_STATED TASK_
Update the entries below by replacing every "Reviewer note" with "Annotator note" and leave the rest of each line unchanged.
------ TASK INPUT ------
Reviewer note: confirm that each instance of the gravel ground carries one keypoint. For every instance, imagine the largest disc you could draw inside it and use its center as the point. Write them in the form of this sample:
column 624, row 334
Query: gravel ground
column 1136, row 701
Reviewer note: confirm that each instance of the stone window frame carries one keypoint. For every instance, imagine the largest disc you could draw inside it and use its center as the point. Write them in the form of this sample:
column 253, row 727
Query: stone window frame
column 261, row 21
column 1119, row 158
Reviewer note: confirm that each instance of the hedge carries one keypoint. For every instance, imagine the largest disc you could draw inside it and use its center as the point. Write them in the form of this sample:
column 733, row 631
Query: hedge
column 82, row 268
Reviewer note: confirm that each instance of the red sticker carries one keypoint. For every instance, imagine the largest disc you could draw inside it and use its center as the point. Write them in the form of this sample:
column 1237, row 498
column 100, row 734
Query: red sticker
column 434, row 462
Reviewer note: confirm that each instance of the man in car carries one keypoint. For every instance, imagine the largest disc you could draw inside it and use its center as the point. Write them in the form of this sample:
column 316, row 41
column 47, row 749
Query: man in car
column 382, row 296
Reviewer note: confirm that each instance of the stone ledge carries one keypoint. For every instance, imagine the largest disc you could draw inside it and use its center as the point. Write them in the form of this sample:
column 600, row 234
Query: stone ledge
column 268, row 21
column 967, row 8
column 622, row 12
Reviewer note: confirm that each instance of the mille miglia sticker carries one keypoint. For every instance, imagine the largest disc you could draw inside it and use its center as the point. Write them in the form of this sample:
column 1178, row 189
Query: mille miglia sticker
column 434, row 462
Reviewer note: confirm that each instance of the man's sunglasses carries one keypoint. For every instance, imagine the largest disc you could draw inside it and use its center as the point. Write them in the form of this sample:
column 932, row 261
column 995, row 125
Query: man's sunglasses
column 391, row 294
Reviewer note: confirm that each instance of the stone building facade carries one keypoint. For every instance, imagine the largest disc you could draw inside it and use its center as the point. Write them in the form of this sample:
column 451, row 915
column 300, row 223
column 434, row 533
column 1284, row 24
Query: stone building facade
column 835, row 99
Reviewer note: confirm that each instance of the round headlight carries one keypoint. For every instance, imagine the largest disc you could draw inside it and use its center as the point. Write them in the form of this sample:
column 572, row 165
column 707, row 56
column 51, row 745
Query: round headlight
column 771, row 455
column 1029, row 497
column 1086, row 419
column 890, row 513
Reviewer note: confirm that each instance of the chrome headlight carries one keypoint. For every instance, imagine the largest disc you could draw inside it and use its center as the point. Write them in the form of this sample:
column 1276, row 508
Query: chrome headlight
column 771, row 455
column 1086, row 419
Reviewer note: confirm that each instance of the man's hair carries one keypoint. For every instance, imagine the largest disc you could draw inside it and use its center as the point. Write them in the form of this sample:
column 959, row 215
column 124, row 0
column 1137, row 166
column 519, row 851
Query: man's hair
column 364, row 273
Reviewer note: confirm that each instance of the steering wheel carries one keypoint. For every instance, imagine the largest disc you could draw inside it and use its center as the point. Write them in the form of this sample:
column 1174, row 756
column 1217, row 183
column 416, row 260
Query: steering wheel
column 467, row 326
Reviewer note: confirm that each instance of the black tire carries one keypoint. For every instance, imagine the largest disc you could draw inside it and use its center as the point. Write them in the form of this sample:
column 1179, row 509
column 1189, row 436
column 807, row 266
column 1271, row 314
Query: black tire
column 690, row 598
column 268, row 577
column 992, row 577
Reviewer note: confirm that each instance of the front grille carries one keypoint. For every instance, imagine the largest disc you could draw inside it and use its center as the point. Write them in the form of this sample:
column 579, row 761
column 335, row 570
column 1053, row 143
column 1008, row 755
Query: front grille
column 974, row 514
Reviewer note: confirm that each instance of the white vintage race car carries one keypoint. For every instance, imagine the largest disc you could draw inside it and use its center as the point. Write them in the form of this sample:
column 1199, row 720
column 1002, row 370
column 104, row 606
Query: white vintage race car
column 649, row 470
------
_FINISHED ANSWER_
Annotator note: confirm that each instance of the gravel ground carries one keypoint. For every instance, imagine the largest disc you could draw inside it and use its center as the point. Write them in the form of this sample:
column 624, row 334
Query: gravel ground
column 1136, row 701
Annotator note: confirm that each instance of the stone window frame carries one keypoint. For every instance, imagine the largest disc you could draw inside it and use its center as the point. Write them in the form of this sample:
column 253, row 727
Query: stone window frame
column 261, row 21
column 1119, row 158
Annotator note: confirm that each instance of the hedge carries one keypoint. For every instance, imagine the largest disc you could draw inside it and use its center as the point. Write them in the form of this sample:
column 733, row 631
Query: hedge
column 82, row 268
Annotator note: confirm that each instance of the red sticker carries one keypoint. For every instance, imagine the largest disc you could draw inside it and use its center as the point. Write them in the form of this sample:
column 1237, row 498
column 100, row 734
Query: red sticker
column 434, row 462
Annotator note: confirm that each instance of the man in car carries one keypoint. For every instance, imagine the largest disc you could draw inside it and use its center as the point. Write them in the form of this sample:
column 316, row 41
column 47, row 749
Query: man in car
column 382, row 296
Annotator note: confirm that each instance of the stone ledge carries one keypoint. For every instance, imagine the largest disc you could draw inside it and use its center as the point. Write them in the form of this sample:
column 600, row 234
Query: stone ledge
column 268, row 21
column 967, row 8
column 622, row 12
Annotator note: confirm that each instance of the mille miglia sticker carries one keypoint. For every instance, imagine the largest disc you could draw inside it and use its center as the point. Write them in the form of this sample:
column 1178, row 189
Query: mille miglia sticker
column 434, row 462
Annotator note: confirm that each instance of the man's sunglasses carries one keypoint. For every instance, imagine the largest disc you could draw inside it and use its center as the point. Write them in the form of this sample:
column 932, row 261
column 995, row 125
Query: man's sunglasses
column 391, row 294
Annotator note: confirm that each instance of the stone building facade carries one keypoint. For every instance, imagine the largest disc you could draw inside it and use its center as the point. Write them in the form of this sample:
column 451, row 915
column 300, row 223
column 434, row 533
column 1284, row 24
Query: stone building facade
column 835, row 99
Annotator note: confirm that each instance of the round headlight carries one keypoint. For every instance, imagine the largest disc you could draw inside it and use its center as the point. Write them in the form of this sample:
column 572, row 165
column 707, row 56
column 51, row 745
Query: round headlight
column 771, row 455
column 1029, row 497
column 1086, row 419
column 890, row 513
Annotator note: confirm that each instance of the chrome headlight carries one keypoint. For every instance, imagine the largest disc you could draw inside it and use its center as the point. Write them in the form of this sample:
column 1276, row 508
Query: chrome headlight
column 771, row 455
column 1086, row 419
Annotator note: confirm that each instance of the man's hair carries one keypoint. For every instance, imagine the largest disc you could draw inside it and use its center as the point. Write them in the form of this sample:
column 959, row 215
column 124, row 0
column 1137, row 166
column 519, row 851
Query: man's hair
column 364, row 273
Annotator note: confirm that each instance of the steering wheel carries one keypoint. For every instance, imagine the largest disc you could draw inside it and use its center as the point. Write them in the form of this sample:
column 1174, row 756
column 1217, row 183
column 416, row 260
Query: steering wheel
column 467, row 326
Annotator note: confirm that each instance of the black tire carries one keypoint. For every instance, imagine the largest disc you could draw inside it and use its center as the point. Write them in the form of this sample:
column 1179, row 509
column 1189, row 436
column 807, row 266
column 1271, row 314
Query: black tire
column 690, row 598
column 268, row 577
column 992, row 577
Annotator note: confirm that each instance of the front grille carries one keypoint. For every instance, imagine the largest disc you could draw inside it and use its center as the point. Write them in the form of this sample:
column 579, row 761
column 335, row 570
column 1053, row 143
column 1008, row 755
Query: front grille
column 974, row 514
Annotator note: confirm that each instance of the white vintage race car carries one keypoint. For every instance, imagine the largest disc you could draw inside it and use its center as the point. Write them in the form of this sample:
column 1199, row 720
column 1002, row 370
column 104, row 606
Query: white vintage race car
column 649, row 470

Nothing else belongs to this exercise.